-- Task objective --
Please find each line in the records below that contains the string "logo" and copy those lines out.

★ ★ ★

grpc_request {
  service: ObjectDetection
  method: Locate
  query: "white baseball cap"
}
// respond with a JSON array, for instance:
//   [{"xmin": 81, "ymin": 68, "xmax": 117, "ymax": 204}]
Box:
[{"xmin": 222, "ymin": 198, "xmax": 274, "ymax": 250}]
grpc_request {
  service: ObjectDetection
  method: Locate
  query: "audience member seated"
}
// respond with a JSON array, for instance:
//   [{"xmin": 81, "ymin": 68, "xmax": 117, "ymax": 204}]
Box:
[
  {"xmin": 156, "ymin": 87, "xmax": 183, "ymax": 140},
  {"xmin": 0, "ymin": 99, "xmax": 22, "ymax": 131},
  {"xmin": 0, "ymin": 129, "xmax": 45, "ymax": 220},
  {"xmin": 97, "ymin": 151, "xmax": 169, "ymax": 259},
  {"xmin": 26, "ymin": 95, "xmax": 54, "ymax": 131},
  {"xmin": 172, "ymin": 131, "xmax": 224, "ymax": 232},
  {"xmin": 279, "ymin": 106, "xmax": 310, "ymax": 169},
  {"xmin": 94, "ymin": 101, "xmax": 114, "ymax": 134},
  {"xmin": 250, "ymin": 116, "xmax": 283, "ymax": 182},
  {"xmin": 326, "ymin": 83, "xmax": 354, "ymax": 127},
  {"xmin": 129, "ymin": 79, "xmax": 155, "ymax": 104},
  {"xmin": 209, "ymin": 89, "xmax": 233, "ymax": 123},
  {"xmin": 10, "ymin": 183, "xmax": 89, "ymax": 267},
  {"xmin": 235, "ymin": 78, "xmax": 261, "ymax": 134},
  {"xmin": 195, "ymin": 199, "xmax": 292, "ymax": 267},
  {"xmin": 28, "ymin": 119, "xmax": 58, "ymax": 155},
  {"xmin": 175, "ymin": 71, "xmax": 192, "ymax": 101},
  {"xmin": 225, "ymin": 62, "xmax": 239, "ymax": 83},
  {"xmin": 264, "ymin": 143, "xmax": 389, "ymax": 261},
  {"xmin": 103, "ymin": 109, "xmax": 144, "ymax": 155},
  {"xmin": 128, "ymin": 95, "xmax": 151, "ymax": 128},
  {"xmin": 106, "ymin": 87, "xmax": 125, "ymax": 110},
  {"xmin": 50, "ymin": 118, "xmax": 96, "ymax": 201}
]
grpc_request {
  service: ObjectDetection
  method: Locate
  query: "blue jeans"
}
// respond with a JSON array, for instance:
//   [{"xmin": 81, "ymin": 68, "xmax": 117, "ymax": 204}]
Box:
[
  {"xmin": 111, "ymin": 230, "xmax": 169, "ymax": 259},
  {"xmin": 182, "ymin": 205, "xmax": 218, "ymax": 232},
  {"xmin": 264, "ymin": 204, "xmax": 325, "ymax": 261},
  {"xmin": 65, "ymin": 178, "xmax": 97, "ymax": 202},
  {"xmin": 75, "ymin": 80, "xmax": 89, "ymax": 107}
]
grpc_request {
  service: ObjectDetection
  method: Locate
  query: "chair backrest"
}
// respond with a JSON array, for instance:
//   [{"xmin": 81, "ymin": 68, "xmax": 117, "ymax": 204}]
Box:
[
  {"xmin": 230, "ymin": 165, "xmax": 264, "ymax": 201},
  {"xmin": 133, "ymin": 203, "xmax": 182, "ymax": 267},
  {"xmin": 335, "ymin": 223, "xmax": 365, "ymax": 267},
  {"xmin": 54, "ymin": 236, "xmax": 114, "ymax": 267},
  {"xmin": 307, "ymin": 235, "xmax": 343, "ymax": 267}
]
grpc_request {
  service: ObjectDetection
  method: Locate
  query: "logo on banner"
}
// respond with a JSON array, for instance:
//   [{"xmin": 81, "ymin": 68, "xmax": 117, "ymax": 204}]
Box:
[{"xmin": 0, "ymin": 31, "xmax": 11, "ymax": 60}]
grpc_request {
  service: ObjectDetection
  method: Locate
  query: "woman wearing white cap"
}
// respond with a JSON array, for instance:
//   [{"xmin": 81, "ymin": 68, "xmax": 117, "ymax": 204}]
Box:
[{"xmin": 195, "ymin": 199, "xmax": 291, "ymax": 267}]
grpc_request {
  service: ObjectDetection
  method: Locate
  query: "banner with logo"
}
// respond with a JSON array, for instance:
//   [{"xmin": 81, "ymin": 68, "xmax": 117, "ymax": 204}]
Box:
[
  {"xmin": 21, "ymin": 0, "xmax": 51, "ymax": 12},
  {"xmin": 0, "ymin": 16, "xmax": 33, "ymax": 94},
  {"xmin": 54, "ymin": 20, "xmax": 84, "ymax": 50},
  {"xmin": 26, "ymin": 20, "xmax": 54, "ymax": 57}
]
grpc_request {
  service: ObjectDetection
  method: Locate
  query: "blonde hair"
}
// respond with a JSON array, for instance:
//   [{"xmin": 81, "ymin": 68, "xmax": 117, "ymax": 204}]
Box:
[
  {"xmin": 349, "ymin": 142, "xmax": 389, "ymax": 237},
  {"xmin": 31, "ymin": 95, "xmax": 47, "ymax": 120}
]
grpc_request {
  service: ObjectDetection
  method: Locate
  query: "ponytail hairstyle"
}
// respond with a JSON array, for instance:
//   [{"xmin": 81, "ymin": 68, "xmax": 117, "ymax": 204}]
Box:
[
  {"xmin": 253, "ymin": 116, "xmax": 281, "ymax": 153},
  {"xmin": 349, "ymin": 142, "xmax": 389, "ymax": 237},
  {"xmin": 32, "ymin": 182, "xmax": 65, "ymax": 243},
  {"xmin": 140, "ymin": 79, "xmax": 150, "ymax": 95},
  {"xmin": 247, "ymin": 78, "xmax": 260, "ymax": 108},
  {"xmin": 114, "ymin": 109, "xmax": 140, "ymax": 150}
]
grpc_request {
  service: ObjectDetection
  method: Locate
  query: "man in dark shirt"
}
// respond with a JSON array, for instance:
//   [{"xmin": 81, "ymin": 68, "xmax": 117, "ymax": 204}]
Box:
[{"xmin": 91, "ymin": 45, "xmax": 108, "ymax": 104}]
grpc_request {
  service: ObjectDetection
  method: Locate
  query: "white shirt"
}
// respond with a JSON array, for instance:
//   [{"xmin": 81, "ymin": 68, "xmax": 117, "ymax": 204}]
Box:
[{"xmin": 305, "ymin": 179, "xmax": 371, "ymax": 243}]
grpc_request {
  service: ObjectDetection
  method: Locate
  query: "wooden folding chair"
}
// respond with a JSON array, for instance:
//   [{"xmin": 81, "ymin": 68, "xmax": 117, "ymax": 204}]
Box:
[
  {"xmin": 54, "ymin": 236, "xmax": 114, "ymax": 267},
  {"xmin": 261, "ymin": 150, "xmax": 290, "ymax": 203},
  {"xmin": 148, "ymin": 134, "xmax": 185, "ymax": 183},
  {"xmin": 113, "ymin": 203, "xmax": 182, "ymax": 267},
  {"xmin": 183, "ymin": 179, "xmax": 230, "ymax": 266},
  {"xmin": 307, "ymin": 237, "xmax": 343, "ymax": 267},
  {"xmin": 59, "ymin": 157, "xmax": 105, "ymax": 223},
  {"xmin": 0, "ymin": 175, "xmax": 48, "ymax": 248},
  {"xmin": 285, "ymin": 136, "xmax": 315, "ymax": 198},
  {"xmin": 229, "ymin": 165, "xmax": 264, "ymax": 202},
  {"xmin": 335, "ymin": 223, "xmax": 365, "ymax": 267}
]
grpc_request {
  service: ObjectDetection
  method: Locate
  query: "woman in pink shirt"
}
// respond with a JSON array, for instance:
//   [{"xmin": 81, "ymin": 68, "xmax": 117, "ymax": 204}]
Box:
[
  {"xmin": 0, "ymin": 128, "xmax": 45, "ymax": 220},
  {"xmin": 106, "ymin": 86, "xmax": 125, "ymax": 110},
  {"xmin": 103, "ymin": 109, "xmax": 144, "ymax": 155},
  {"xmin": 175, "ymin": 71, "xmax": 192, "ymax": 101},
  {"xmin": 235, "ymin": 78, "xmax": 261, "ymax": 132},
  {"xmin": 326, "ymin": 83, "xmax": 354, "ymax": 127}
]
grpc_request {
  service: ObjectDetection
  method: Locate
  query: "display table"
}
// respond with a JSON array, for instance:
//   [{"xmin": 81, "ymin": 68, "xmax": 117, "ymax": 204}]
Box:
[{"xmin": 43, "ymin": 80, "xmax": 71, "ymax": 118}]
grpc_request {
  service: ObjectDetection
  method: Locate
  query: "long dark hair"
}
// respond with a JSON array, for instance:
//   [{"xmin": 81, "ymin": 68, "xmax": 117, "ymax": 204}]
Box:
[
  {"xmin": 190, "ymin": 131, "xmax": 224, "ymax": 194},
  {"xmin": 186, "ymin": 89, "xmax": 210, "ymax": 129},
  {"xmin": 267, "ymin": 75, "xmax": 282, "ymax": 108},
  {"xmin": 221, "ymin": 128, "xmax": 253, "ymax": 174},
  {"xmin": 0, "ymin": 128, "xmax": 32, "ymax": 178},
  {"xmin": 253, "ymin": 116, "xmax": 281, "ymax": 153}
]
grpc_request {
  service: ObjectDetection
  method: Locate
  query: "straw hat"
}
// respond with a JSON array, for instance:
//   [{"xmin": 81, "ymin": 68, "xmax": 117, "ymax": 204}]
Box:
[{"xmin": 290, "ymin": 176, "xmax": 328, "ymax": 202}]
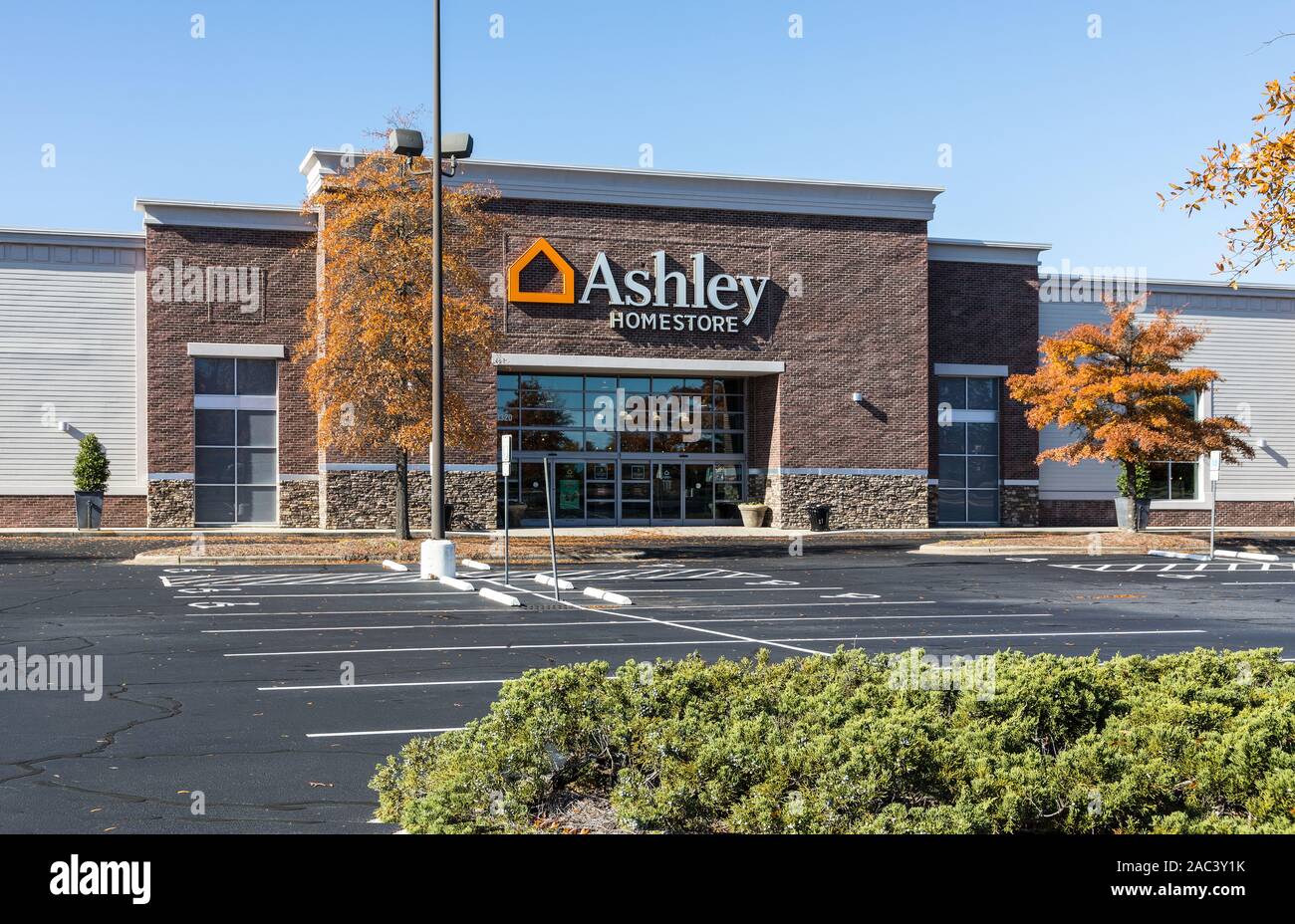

★ ★ ★

-- Complete output --
  query: "logo on banner"
  query: "banner with logo"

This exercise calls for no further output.